*EXTRACTED ENTRIES:*
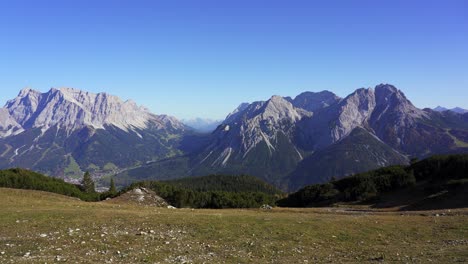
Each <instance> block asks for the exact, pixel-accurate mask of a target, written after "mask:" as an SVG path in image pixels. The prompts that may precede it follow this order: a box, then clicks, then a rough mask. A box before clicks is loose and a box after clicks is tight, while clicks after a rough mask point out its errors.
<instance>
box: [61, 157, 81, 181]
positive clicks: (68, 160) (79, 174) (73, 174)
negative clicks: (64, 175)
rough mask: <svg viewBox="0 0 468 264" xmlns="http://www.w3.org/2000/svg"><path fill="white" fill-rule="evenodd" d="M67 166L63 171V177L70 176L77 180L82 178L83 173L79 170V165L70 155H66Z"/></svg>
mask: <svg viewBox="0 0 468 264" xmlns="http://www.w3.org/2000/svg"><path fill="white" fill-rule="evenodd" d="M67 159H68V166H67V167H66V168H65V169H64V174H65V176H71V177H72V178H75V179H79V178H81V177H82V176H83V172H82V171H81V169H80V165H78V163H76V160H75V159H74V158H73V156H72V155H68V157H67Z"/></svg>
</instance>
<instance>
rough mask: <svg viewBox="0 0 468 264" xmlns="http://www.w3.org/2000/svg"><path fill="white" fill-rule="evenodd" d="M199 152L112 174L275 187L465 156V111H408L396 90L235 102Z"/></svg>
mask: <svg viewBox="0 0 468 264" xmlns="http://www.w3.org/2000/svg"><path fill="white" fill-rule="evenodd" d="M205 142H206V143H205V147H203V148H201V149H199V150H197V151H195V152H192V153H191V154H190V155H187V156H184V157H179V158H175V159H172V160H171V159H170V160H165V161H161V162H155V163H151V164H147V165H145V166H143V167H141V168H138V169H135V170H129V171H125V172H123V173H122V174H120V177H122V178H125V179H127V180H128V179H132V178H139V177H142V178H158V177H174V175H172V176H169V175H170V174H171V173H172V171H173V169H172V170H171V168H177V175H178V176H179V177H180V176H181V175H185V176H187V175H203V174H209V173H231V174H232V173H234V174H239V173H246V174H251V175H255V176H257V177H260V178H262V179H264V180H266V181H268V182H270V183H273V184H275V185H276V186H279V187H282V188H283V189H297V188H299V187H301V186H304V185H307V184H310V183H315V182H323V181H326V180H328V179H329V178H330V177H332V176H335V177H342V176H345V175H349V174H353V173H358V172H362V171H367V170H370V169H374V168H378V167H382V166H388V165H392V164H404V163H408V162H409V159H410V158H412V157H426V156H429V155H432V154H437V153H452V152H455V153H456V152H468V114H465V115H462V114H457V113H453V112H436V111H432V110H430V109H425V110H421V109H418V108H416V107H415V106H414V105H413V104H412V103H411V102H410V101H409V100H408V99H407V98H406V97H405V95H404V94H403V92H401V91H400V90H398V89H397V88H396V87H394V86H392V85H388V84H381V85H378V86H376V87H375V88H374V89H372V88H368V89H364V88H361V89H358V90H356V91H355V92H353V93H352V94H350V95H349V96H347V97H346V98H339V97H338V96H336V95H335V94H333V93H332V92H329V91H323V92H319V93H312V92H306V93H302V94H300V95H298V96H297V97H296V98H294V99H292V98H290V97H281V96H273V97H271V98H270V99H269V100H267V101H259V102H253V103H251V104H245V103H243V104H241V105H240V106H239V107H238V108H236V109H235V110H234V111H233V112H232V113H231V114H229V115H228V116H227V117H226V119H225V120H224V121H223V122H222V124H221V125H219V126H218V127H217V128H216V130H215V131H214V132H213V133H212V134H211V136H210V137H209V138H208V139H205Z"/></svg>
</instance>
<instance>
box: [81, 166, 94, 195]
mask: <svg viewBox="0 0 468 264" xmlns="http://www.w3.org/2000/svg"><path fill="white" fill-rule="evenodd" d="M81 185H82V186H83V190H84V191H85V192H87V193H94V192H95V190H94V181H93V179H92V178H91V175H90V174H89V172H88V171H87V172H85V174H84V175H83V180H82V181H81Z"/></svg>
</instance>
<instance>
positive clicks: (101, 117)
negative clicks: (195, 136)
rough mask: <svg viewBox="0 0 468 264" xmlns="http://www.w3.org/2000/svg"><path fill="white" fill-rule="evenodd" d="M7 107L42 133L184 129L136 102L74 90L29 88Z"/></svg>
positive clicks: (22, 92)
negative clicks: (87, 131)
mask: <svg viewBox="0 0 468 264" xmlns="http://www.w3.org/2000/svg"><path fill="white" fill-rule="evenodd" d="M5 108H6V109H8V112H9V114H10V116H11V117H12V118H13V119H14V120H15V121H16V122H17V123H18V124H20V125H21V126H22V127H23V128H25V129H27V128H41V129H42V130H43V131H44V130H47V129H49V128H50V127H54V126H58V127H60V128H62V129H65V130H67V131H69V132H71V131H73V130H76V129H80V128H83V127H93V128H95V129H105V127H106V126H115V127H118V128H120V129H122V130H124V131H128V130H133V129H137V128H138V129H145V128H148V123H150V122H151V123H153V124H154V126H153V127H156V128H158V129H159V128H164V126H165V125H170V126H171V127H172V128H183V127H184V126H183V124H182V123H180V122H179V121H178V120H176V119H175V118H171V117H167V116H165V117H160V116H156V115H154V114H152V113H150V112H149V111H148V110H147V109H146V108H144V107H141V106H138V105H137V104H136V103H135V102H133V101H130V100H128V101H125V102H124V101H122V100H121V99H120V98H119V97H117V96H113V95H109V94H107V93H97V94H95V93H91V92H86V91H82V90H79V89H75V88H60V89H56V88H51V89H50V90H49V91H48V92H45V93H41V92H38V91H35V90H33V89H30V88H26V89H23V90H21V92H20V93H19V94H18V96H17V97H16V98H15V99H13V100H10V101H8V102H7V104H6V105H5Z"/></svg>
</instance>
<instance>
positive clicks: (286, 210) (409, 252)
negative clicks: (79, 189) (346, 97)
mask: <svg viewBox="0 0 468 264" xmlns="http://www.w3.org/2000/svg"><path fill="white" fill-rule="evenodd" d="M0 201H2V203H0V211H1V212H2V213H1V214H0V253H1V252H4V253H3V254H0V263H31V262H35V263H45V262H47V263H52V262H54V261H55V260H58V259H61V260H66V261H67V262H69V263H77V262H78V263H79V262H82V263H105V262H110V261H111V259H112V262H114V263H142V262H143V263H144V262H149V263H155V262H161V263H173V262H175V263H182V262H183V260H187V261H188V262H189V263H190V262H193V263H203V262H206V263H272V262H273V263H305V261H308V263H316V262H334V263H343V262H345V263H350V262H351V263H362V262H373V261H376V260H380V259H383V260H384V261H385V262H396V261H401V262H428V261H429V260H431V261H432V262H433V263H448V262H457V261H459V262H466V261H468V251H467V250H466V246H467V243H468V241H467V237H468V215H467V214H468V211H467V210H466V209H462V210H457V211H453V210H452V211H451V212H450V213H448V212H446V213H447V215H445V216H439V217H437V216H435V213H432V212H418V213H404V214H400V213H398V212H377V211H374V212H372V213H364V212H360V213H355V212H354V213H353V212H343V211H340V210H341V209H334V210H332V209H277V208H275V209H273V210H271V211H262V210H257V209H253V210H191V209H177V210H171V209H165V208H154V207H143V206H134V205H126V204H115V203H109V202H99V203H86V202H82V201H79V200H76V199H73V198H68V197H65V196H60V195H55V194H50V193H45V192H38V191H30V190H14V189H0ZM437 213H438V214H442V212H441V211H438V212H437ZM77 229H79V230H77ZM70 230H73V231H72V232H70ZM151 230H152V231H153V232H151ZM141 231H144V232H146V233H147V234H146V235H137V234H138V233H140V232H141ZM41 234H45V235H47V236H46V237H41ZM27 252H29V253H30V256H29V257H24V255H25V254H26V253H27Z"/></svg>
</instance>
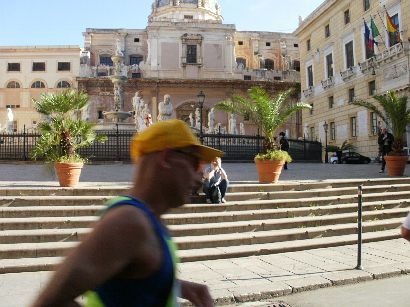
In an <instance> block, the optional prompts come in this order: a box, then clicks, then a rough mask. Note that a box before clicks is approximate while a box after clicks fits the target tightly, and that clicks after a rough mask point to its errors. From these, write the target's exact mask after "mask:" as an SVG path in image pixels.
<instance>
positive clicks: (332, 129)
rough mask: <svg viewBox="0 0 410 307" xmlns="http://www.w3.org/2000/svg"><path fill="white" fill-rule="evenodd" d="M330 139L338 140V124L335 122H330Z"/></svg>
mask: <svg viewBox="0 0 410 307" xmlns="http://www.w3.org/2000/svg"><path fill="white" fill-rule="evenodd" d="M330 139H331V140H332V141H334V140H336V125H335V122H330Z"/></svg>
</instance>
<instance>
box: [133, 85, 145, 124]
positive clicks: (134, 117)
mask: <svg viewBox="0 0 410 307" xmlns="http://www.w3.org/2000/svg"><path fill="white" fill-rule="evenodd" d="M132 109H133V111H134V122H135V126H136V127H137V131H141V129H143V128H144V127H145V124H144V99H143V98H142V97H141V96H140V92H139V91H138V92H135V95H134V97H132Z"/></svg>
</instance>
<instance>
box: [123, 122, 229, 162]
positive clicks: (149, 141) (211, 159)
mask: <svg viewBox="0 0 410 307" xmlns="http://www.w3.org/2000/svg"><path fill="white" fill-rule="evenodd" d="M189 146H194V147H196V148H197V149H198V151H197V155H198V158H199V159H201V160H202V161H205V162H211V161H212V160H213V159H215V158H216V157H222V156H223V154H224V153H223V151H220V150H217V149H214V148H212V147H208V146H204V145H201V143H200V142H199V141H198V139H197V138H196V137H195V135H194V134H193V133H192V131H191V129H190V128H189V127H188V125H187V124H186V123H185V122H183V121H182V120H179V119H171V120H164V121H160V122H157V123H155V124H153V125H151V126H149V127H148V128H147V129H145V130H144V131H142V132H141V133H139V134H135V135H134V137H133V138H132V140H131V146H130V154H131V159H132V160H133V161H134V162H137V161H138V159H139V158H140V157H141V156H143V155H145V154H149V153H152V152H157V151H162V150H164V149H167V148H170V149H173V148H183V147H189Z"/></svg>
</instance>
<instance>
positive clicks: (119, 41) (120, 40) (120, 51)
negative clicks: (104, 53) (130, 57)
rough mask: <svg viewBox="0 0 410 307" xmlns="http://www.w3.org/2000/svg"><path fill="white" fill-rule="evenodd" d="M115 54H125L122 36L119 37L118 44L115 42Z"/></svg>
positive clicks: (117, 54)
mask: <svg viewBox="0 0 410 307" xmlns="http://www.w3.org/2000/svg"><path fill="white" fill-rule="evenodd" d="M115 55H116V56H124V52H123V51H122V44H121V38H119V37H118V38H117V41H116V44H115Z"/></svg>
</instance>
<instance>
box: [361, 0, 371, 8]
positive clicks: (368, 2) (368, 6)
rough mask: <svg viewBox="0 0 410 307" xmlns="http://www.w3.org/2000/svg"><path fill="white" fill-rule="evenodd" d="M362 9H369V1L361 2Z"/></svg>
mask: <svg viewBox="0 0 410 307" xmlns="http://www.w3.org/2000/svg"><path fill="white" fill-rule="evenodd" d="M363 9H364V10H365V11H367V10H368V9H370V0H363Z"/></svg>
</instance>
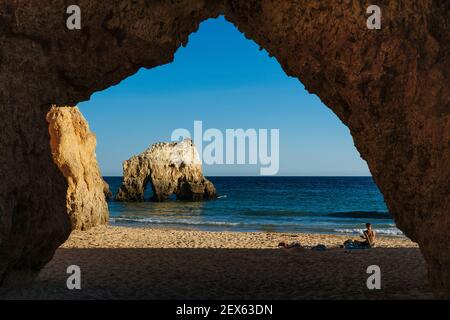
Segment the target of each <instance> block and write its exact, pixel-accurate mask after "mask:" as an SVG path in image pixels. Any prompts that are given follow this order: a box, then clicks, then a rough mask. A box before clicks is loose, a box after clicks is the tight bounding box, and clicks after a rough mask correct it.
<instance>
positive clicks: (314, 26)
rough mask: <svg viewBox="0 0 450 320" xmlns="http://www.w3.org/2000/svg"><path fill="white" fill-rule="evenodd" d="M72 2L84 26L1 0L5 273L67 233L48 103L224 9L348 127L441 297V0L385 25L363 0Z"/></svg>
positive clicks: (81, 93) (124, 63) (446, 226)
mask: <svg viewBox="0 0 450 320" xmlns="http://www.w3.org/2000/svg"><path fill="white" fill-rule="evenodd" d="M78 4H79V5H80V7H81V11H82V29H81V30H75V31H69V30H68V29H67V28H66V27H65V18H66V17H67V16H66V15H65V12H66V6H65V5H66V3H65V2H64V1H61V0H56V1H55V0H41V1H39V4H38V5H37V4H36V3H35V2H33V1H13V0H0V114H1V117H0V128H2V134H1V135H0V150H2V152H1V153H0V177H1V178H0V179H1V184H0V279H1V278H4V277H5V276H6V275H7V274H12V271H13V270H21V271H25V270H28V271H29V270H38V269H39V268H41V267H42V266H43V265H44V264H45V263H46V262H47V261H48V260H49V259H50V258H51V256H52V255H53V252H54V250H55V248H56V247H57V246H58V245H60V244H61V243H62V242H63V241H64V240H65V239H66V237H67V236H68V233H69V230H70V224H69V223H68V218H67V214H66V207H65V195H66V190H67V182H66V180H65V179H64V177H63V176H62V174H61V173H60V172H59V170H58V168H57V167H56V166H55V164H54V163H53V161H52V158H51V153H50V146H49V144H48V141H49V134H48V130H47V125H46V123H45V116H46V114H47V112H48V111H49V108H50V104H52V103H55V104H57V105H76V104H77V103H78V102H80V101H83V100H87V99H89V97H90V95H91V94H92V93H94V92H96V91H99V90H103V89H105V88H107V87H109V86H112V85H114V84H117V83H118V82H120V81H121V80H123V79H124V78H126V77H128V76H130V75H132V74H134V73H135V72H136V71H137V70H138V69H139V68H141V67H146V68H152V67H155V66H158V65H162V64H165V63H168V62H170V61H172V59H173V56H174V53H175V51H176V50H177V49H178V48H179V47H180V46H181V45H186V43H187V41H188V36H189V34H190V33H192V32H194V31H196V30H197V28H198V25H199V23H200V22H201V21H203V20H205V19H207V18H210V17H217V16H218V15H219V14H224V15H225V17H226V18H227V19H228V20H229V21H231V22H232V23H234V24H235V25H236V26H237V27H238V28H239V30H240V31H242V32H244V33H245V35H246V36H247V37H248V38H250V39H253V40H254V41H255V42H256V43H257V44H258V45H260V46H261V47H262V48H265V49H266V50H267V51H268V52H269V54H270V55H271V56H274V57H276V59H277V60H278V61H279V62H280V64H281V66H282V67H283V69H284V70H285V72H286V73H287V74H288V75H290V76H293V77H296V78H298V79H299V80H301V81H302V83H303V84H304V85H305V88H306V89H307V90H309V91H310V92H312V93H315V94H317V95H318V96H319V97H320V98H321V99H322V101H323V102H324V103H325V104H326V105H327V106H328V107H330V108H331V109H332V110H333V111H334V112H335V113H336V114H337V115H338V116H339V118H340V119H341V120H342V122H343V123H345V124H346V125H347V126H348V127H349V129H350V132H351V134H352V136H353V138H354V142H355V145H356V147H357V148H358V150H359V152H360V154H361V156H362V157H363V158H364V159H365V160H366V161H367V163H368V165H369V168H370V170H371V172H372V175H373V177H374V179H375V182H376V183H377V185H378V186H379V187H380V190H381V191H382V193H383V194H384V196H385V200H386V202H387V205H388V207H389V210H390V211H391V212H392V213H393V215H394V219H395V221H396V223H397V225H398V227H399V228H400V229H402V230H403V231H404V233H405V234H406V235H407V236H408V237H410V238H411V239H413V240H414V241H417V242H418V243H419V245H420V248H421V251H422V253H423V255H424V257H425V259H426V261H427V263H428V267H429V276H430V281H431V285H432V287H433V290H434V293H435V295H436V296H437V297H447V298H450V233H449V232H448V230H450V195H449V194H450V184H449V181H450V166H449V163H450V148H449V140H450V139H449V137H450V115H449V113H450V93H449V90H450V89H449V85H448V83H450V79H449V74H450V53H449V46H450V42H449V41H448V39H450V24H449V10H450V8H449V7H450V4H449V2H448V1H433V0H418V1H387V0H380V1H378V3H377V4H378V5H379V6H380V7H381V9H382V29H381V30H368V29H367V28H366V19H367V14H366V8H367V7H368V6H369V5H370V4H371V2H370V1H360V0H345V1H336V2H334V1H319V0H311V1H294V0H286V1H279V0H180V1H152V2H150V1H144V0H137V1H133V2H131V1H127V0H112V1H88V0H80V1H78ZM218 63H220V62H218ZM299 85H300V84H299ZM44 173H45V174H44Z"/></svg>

*EXERCISE:*
Which lines of the listing contain the string "negative"? Pull out each of those lines in full, and count a match only when the case is identical.

*RESPONSE TO THE EXERCISE:*
negative clicks: (64, 175)
negative clicks: (195, 136)
negative clicks: (87, 131)
negative clicks: (79, 189) (346, 97)
negative clicks: (104, 53) (130, 57)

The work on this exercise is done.